++++ RECORDED DATA

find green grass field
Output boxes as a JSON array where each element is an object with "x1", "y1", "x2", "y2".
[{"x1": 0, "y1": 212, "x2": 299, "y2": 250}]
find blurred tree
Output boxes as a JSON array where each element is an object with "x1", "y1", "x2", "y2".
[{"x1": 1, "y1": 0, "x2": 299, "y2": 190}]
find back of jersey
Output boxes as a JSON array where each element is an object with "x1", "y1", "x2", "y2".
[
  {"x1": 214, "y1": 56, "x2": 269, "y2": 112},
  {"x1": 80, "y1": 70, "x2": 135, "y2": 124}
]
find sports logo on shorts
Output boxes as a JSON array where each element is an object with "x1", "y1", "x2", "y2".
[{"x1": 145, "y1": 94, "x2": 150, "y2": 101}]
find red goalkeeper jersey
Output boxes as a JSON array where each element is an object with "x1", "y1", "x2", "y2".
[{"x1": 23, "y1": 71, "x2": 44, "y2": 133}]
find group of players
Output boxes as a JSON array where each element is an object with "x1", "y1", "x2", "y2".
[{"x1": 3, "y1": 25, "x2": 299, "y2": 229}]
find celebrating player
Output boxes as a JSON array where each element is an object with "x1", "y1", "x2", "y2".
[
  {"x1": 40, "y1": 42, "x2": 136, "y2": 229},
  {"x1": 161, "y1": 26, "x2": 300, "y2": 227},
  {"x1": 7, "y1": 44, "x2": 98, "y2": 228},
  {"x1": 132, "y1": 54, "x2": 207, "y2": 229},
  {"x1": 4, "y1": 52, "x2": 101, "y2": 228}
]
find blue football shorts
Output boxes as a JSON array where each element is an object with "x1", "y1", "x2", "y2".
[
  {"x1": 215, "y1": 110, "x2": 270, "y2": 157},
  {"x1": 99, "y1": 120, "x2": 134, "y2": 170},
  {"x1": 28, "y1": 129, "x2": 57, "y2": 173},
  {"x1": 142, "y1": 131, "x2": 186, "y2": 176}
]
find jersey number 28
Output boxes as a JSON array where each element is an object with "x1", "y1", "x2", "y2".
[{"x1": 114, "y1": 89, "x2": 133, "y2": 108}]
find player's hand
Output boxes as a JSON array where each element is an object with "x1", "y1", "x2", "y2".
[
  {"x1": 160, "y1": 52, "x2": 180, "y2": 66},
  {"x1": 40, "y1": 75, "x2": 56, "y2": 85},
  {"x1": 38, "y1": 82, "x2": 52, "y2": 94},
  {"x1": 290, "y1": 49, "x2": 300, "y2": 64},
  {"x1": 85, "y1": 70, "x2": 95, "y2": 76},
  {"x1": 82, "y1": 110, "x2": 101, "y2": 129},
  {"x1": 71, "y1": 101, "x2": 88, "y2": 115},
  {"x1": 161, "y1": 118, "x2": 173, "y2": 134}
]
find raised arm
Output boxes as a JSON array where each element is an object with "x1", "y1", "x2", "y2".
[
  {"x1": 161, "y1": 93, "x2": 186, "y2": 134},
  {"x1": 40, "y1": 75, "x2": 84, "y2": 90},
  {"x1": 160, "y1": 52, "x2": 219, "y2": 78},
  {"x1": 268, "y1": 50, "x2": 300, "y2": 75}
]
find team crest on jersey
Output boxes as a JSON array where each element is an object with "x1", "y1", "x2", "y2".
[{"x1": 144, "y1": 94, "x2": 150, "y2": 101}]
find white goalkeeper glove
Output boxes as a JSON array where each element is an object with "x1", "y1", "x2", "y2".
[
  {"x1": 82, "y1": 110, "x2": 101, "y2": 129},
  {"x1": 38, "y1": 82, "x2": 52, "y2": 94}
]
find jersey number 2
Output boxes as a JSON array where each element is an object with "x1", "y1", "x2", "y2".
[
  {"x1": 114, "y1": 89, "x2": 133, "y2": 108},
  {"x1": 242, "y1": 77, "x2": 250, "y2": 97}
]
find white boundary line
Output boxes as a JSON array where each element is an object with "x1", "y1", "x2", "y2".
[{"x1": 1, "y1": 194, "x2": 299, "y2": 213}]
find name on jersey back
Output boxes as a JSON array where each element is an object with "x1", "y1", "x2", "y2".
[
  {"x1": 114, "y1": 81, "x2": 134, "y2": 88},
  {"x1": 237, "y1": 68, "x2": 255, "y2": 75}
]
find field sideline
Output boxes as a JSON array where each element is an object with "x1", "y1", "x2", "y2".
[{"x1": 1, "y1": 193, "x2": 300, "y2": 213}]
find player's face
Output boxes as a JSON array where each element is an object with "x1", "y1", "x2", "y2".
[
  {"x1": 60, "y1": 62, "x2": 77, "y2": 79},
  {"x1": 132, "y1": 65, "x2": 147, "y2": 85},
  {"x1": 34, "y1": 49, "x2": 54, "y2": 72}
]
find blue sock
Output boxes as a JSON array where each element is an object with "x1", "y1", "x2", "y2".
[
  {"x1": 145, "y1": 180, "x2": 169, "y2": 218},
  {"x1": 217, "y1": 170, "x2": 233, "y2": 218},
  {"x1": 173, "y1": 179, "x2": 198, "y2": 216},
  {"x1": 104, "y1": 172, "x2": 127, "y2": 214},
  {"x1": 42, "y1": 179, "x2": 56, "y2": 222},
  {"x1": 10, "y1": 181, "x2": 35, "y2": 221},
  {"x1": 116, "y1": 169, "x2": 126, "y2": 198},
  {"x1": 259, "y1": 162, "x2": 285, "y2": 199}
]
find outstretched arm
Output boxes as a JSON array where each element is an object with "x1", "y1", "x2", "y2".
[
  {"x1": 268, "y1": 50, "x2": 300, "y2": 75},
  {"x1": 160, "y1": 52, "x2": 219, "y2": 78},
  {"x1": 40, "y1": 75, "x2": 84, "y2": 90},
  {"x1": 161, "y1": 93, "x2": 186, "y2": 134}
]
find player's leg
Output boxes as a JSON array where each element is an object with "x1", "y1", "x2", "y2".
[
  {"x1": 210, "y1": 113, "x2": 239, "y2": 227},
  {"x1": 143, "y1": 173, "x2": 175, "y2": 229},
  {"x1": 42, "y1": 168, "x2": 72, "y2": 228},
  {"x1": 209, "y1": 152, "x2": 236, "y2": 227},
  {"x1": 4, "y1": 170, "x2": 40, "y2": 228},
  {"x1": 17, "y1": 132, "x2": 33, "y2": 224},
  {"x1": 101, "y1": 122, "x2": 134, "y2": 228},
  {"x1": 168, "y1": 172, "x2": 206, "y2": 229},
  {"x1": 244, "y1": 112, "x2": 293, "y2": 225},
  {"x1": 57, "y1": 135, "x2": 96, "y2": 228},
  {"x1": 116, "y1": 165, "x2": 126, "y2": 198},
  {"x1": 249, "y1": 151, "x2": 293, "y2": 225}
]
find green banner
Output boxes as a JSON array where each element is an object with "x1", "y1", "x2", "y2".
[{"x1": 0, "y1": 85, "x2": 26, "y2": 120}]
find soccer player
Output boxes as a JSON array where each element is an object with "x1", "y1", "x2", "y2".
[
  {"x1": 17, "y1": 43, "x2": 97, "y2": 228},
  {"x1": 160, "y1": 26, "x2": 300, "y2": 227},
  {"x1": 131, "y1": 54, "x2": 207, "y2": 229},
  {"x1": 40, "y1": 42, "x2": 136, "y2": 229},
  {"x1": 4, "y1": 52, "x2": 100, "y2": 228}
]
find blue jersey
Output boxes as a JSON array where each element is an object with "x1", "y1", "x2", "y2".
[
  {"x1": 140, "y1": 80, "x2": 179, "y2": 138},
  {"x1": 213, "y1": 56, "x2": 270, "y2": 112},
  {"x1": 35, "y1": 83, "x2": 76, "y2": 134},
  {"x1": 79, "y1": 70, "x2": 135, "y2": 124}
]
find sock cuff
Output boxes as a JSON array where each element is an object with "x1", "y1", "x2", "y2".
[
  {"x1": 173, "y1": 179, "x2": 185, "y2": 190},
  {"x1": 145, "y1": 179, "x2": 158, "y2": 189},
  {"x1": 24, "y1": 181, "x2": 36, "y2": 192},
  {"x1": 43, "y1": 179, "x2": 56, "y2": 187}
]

++++++++

TASK ITEM: Each line of the records above, from the first through the one containing "find back of jersey", is to be retyped exactly; no other line belongs.

SOLUTION TO THE EXERCISE:
find green grass field
Output boxes as a JSON array where each element is an object with "x1", "y1", "x2", "y2".
[{"x1": 0, "y1": 212, "x2": 299, "y2": 250}]
find blurred tree
Output boxes as a JSON array where each element is an object with "x1", "y1", "x2", "y2".
[{"x1": 1, "y1": 0, "x2": 299, "y2": 190}]
find back of jersey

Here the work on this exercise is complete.